▶ Aim
Return only this: the line with "Two rules. Place a point on every instance of the blue" and all the lines that follow it below, through the final one, exactly as they are.

▶ Items
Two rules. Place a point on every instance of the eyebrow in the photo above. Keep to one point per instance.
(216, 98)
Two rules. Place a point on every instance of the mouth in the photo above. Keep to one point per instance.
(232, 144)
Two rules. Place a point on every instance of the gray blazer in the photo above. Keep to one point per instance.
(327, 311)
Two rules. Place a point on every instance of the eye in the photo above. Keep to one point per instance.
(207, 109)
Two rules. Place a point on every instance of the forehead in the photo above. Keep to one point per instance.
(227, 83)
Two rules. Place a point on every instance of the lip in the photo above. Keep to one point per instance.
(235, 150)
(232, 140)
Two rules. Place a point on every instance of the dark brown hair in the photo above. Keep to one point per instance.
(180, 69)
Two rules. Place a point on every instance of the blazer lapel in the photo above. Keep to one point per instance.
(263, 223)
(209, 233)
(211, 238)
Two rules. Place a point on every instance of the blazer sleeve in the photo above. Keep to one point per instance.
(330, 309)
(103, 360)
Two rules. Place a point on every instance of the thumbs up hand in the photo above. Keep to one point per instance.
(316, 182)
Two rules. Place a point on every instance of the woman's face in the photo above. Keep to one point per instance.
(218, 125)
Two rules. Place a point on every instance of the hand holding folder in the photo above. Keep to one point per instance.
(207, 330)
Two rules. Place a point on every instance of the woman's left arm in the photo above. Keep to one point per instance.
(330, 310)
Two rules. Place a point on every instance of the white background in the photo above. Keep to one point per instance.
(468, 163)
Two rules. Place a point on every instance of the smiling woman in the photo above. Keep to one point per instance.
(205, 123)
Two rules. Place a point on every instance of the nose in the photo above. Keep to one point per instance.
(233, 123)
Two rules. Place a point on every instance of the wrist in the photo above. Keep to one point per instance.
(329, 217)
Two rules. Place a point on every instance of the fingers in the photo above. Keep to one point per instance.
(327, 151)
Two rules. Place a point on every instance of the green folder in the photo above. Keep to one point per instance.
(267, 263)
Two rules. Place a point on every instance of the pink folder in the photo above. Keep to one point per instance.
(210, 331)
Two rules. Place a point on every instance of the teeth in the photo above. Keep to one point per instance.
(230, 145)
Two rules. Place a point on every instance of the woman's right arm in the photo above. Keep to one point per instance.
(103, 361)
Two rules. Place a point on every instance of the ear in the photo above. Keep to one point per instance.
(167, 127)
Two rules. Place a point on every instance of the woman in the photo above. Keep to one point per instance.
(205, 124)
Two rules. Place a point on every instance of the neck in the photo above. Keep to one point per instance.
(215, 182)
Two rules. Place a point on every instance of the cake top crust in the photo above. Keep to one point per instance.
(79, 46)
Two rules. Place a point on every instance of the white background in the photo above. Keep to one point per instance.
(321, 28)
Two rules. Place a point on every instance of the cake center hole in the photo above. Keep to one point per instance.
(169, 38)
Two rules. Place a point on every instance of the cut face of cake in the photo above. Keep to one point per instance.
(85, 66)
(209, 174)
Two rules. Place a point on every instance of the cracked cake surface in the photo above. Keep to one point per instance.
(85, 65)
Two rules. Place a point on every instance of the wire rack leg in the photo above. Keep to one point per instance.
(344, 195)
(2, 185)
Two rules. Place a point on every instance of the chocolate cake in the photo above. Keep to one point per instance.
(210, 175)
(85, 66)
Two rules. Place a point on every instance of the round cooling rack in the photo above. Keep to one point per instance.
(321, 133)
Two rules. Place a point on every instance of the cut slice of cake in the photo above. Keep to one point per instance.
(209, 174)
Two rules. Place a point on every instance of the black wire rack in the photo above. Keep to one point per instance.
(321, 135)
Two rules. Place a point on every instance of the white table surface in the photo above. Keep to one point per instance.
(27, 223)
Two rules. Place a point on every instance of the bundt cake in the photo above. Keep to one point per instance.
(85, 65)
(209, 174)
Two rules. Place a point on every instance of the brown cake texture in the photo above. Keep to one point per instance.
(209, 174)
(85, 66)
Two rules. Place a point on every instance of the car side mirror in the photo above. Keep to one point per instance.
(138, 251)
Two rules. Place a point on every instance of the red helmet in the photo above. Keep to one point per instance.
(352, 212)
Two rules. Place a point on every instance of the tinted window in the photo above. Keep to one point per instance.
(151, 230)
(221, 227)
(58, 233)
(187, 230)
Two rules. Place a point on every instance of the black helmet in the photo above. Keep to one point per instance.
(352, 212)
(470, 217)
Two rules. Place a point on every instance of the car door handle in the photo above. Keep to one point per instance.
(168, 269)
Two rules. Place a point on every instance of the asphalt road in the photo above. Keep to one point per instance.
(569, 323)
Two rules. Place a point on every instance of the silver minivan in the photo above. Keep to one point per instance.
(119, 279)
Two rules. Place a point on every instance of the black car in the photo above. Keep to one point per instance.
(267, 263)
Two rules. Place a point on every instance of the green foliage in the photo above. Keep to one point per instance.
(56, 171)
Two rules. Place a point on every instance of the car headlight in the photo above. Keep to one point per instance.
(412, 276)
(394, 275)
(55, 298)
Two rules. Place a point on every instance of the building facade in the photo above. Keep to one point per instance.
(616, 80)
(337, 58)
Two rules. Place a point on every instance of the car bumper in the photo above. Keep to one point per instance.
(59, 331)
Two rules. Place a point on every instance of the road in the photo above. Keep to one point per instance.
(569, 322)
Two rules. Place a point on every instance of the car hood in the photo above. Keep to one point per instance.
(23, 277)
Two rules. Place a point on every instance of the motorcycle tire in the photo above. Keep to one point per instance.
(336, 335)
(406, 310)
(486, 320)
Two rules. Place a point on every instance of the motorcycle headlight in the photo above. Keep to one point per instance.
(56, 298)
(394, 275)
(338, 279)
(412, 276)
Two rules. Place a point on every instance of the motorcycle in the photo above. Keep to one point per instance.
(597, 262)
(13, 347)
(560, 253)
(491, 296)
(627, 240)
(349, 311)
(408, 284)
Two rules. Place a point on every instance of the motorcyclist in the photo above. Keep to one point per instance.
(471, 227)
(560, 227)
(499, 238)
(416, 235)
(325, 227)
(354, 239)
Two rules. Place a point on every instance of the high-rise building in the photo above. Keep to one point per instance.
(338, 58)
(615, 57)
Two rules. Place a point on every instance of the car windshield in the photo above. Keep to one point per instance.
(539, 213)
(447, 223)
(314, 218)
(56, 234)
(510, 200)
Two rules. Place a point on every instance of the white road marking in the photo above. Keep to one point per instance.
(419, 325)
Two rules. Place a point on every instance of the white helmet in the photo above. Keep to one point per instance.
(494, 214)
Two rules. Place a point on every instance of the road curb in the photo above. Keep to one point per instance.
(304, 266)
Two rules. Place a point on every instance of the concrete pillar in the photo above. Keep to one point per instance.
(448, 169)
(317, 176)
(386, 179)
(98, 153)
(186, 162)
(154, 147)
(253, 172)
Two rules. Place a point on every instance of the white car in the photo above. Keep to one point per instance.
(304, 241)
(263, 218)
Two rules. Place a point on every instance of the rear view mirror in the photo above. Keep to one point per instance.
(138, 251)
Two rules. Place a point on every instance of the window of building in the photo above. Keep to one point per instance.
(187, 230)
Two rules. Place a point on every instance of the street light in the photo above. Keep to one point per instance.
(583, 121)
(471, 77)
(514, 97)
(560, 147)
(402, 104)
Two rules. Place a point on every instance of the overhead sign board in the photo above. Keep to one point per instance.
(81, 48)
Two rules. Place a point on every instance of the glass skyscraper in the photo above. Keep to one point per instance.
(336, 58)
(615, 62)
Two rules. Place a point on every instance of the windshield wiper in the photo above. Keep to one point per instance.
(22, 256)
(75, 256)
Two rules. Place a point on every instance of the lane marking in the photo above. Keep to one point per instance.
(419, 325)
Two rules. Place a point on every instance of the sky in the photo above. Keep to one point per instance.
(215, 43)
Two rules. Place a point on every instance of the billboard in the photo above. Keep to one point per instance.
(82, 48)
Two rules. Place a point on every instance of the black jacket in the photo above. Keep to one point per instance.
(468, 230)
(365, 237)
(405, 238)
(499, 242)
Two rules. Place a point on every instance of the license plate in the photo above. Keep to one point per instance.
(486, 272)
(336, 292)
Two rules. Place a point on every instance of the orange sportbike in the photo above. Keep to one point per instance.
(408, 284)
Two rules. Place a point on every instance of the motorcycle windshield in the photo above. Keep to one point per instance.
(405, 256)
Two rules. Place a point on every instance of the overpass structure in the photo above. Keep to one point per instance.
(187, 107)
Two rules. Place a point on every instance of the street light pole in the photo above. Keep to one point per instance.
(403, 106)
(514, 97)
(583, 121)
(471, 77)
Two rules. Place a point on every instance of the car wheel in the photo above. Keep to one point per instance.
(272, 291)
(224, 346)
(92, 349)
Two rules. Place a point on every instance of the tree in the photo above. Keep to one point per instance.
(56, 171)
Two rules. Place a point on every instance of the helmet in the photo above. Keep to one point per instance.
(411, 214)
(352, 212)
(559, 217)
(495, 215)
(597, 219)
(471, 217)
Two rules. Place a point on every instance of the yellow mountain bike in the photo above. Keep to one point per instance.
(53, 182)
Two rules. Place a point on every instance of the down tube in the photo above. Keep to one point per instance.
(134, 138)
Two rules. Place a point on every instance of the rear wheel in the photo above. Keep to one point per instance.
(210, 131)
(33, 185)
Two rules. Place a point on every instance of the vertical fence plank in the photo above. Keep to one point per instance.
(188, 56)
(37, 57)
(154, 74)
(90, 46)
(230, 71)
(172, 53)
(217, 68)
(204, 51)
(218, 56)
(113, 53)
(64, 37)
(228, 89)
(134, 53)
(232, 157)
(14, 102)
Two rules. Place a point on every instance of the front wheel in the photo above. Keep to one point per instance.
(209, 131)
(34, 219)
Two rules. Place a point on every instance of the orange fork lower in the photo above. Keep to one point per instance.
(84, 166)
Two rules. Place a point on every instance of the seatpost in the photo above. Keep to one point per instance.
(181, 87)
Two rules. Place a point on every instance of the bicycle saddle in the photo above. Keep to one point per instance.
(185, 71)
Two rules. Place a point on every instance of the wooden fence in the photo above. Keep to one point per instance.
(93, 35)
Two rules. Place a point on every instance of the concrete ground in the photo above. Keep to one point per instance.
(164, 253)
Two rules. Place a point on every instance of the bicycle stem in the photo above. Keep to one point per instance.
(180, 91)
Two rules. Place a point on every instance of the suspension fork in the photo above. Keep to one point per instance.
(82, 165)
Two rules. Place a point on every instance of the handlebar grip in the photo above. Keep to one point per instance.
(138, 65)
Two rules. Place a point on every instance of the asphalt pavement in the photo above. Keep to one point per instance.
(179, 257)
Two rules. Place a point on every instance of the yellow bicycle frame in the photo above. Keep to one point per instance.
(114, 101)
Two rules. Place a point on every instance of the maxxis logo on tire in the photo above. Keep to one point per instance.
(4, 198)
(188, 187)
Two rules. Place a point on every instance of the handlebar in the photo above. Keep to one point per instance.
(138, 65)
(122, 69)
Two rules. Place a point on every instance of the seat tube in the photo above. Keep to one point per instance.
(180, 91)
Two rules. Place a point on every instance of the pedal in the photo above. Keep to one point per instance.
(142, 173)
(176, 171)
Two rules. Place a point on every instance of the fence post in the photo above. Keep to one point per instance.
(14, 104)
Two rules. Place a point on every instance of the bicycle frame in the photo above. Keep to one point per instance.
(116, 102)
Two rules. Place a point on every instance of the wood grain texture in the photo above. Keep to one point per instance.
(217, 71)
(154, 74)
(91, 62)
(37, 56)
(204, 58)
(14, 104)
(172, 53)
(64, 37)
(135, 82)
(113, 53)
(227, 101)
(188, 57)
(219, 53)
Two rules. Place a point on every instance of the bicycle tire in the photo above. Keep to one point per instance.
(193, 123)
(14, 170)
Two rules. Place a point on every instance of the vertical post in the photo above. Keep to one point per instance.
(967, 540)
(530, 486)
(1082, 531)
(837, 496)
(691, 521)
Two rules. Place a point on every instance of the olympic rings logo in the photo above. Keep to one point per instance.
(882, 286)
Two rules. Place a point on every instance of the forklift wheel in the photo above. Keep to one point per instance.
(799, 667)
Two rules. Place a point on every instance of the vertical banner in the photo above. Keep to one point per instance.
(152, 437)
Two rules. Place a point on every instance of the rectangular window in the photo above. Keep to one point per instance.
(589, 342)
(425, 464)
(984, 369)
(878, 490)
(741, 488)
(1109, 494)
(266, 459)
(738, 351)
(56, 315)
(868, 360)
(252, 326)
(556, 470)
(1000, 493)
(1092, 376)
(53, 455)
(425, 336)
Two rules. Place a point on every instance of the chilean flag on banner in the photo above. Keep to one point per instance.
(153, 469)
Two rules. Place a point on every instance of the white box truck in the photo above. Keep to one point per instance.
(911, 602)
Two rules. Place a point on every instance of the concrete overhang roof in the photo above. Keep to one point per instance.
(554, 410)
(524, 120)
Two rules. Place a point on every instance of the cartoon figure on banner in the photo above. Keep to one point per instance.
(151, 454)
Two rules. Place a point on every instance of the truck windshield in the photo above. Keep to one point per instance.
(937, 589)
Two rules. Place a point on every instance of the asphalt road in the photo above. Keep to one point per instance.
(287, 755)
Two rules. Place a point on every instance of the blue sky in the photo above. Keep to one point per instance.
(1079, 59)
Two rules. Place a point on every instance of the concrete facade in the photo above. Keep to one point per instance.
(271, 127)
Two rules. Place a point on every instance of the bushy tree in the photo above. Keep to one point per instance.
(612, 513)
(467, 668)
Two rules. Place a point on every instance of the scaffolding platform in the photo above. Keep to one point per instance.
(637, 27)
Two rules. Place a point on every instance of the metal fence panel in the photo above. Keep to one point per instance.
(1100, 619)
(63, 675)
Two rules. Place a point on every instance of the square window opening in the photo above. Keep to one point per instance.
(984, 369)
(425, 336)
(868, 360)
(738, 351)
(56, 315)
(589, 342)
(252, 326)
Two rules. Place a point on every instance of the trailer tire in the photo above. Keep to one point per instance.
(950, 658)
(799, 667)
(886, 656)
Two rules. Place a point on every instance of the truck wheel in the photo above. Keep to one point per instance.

▶ Written reply
Two rules. Place a point on every instance of the blue sky in the photo above. Keep to one point per instance.
(1079, 59)
Two rules. Place a point on every instance of the concrete facade in the photo above. Keep to one point per instance.
(271, 127)
Two rules. Place a point on every instance of the bushy tree in the photo above. Keep to one point per instance.
(612, 513)
(467, 668)
Two rules. Place a point on every instance of the scaffolding platform in the photo above. Keep to one point per instance.
(637, 27)
Two rules. Place a point on every instance of the metal fence panel in the photo above. Keep to one point per instance.
(1100, 619)
(63, 675)
Two rules. Place a point on every instance of the square window opening in the photo above. Keep to one point per instance.
(984, 369)
(425, 336)
(868, 360)
(738, 351)
(56, 315)
(589, 342)
(252, 326)
Two rules. Place a point on every instance of the trailer tire in the photo above. Keep to one point per instance.
(950, 658)
(799, 667)
(886, 656)
Two rules. Place a point on every instance of the truck wheel in the photo above. Keep to one point per instance.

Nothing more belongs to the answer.